Instrucción: Prosigue el texto sobre la ética del trabajo en tiempos de neoliberalismo a partir de su última oración.
╭─ Texto seleccionado
La ética del trabajo en tiempos de neoliberalismo
No cabe duda de que el trabajo se ha convertido en un aspecto central para el individuo en las sociedades contemporáneas. Y sí, se ha convertido porque esto no ha sido siempre así. El trabajo ha acompañado al ser humano desde que puso el pie por primera vez en La Tierra, pero esta interrelación, como las sociedades, es de carácter cambiante, incluso contingente. De la misma forma, la ética del trabajo también.
Si bien en la antigua Grecia el trabajo manual era una actividad despreciable, que era preferible que fuera realizada por esclavos, en la mitología y los dioses de los pueblos germánicos se puede observar la idealización de los trabajos que requieren habilidades técnicas.
A partir de estas herencias y muchas otras, se ha configurado la actual concepción del trabajo en los países occidentales, que comparten virtudes y dolencias. La creciente desregulación del mercado laboral, la situación de alienación que sufren los individuos o la pérdida de conciencia de la clase obrera, entre otras, obligan a problematizar la ética del trabajo en tiempos de neoliberalismo.
¿Cómo hemos llegado hasta aquí?
Para entender el papel del trabajo en la actualidad, es necesario recordar el proceso histórico que ha conformado el mismo. Retomando lo comentado en la introducción, es fácil observar cómo, en la antigüedad, la concepción que tenían las diferentes sociedades sobre el trabajo era de naturaleza ambivalente.
Esto dependía de diversos factores como su sistema de organización productiva o el bagaje cultural de estas, aunque, teniendo en cuenta estas diferencias, en conjunto la visión del trabajo fue fundamentalmente negativa hasta hace relativamente poco. El ideal nobiliario era predominante en la sociedad, es decir, las personas aspiraban a vivir sin trabajar, por lo que se rechazaba el trabajo manual o técnico y se exaltaban las actividades intelectuales.
Sin embargo, en el siglo XVI se comienza a vislumbrar un cambio significativo en lo que al trabajo respecta. Por un lado, la corriente humanista señalará al ser humano como el centro del universo, es decir, se expandirá el antropocentrismo y, al mismo tiempo, el protestantismo traerá una moral religiosa renovada que revaloriza la vida terrenal y glorifica el sacrificio y la dedicación laboral.
En consecuencia, estas influencias, impulsadas por las nuevas clases burguesas, comenzarán a desplazar a la moral tradicional noble por la moral burguesa, produciéndose una redignificación del trabajo, en tanto que generador de riqueza. La interrelación entre este fenómeno y el incipiente capitalismo es ampliamente analizada por Max Weber en La Ética Protestante y el Espíritu del Capitalismo, una de las obras más destacadas de la ciencia sociológica.
Así pues, el trabajo pasa a ser un elemento básico en la sociedad, en lo que algunos autores han denominado sociedad del trabajo. En esta sociedad, la profesión se convierte en un aspecto definitorio, por lo que a la personalidad respecta, y se ensalzan tanto la experiencia como la técnica., formando así parte de la identidad de las personas (una cuestión que ya se daba en algunas sociedades feudales, como en el Japón medieval).
╰─
╭─ Datos proporcionados
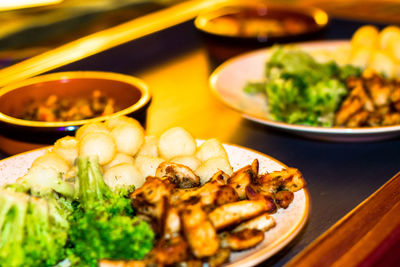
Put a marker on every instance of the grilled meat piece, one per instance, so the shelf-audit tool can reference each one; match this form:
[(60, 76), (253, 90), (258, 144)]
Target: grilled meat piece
[(288, 179), (152, 200), (221, 257), (199, 232), (170, 251), (263, 222), (284, 198), (243, 177), (236, 212), (241, 240), (253, 193), (172, 225)]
╰─
Respuesta esperada:
A partir de esta nueva visión del trabajo, entre otros factores, se articulará el posterior crecimiento de las organizaciones obreras y sindicales. La conciencia obrera, esto es, la percepción de la clase obrera como grupo social que comparte una serie de características comunes, como es la de su condición de clase explotada, impregnará a los trabajadores y trabajadoras, propulsando su acción política.
Por lo tanto, con una clase trabajadora más organizada que nunca, se crearán los Estados del Bienestar, que se encargarán de constitucionalizar derechos sociales como las pensiones, la sanidad o la educación. Esto se da, por un lado, como respuesta ante el temor de que la revolución bolchevique, que había triunfado en Rusia, llegará al resto de Europa, pero también para adecuar la regulación institucional a las necesidades del modelo capitalista de posguerra una vez finalizada la Primera Guerra Mundial (1914 – 1918) y la Segunda Guerra Mundial (1939 – 1945)
Por consiguiente, con una Europa en ruinas tras esta última guerra, se inicia una reconstrucción y una etapa de crecimiento económico continuado que requiere un tipo de trabajador concreto: con contrato indefinido, que esté técnicamente cualificado y con un sueldo que le permita consumir por encima de sus necesidades básicas. En definitiva, un obrero que puede estar orgulloso de su trabajo bajo nuevas premisas económicas basadas en la regulación y en la intervención en el libre mercado.
De la sociedad del trabajo a la sociedad del consumo
El sistema capitalista es, por definición, un sistema de acumulación de capital, lo opuesto a un sistema de subsistencia. De este modo, el capitalismo tiende a sobreproducir por encima de las necesidades básicas y necesita dar salida a este exceso de stock. En consecuencia, el consumo exacerbado es inherente a la economía de mercado, por lo que a medida que el capitalismo ha ido evolucionando, lo ha hecho también el consumismo.
De hecho, la incapacidad de dar salida a este stock propició la primera gran crisis capitalista en 1873 y el inicio del colonialismo y el imperalismo de las potencias europeas (y que más tarde desencadenaría la Primera Guerra Mundial), donde países como Francia o Reino Unido se lanzaron al control de territorios en África o Asia para la apertura de nuevos nichos de mercado.
Esto es clave para comprender el proceso que se origina a mediados del siglo XX y que el sociólogo Enric Sanchís resume en una frase magistral: ‘’hemos pasado del vivir para trabajar al vivir para consumir’’.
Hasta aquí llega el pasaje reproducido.